WRITTEN EXERCISE A:
List every personal name that appears in the email thread about funerals.

This actually strikes me as a much more natural thing to do than the
way we handle funerals now.

Bridget

[email protected]

In a message dated 3/23/02 8:16:25 AM, rumpleteasermom@... writes:

<< Anyway, some things
you can't fix with make-up. >>

Bullet holes to the forehead. I've seen two, in open-casket funerals. The
makeup did a good job, but not perfect. A little indentation, like a bruise.

Ninth and tenth grade. Charles Montoya in 9th. Alice Law in 10th. Some
combination of school and parents and other kids just too much for them.
Charles had been my 8th grade boyfriend; his dad was our art teacher; we
played clarinet together. Alice was in band too (trumpet), and also was in
my Sunday School class.

That helps remind me that homeschooling is NOT for nothing, and that school
is NOT always "just" a necessary character-building experience.

Sandra

Joseph Fuerst

> Oh, it just occurred to me that you thought my mom chose the open casket.
> No, I think my uncle did. Or maybe my step-mom. No one asked me, of
> course.
> Bonni
>
I think I did assume that. And you had commented that the open casket was
'stipid' or some phrase that (to me) indicated your strong feelings against
it, while your other comments seemed to indicate her wanting/needing the
open casket.

And for you and your 6 yr ols sis, I did turn out to be
"difficult"/challenging.....instead of peaceful and healing. It's just not
always (or even often, ie ever) possible to know ahead of time which grief
rituals will be healing and which will not.

PROVIDED ENTRIES:
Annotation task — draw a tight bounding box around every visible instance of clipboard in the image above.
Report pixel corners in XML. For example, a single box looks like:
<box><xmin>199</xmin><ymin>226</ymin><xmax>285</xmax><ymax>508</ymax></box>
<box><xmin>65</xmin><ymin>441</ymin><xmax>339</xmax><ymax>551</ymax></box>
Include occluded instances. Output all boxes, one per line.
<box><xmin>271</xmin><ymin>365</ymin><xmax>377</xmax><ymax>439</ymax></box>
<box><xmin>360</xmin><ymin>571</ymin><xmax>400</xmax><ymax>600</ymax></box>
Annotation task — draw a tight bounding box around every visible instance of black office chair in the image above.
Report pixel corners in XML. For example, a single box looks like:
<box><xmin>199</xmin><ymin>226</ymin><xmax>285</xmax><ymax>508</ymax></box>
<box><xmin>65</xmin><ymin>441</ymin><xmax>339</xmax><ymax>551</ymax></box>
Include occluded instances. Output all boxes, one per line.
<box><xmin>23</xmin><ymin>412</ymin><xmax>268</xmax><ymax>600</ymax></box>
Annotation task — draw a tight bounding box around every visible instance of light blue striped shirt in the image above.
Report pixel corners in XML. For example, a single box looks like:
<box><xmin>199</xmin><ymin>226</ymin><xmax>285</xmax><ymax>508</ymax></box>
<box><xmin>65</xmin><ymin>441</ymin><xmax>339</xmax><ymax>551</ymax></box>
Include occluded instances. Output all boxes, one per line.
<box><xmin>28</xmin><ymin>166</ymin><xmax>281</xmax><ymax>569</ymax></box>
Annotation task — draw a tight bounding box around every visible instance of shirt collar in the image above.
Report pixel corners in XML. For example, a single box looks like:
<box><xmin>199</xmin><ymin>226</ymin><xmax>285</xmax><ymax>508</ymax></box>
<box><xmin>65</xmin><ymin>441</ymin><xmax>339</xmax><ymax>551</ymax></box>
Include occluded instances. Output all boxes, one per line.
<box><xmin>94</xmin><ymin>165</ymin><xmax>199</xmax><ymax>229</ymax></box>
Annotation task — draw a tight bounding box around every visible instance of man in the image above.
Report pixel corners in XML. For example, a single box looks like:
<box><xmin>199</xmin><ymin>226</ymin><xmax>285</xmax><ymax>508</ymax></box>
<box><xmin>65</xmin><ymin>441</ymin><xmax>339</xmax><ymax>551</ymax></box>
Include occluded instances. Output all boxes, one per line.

WRITTEN EXERCISE B:
Render the rows from the line with "man in the image above." through the last line of the rows as a numbered list, omitting any blank lines.

COMPLETE OUTPUT A:
Bridget, Charles Montoya, Alice Law, Sandra, Joseph Fuerst, Bonni

COMPLETE OUTPUT B:
1. Annotation task — draw a tight bounding box around every visible instance of man in the image above.
2. Report pixel corners in XML. For example, a single box looks like:
3. <box><xmin>199</xmin><ymin>226</ymin><xmax>285</xmax><ymax>508</ymax></box>
4. <box><xmin>65</xmin><ymin>441</ymin><xmax>339</xmax><ymax>551</ymax></box>
5. Include occluded instances. Output all boxes, one per line.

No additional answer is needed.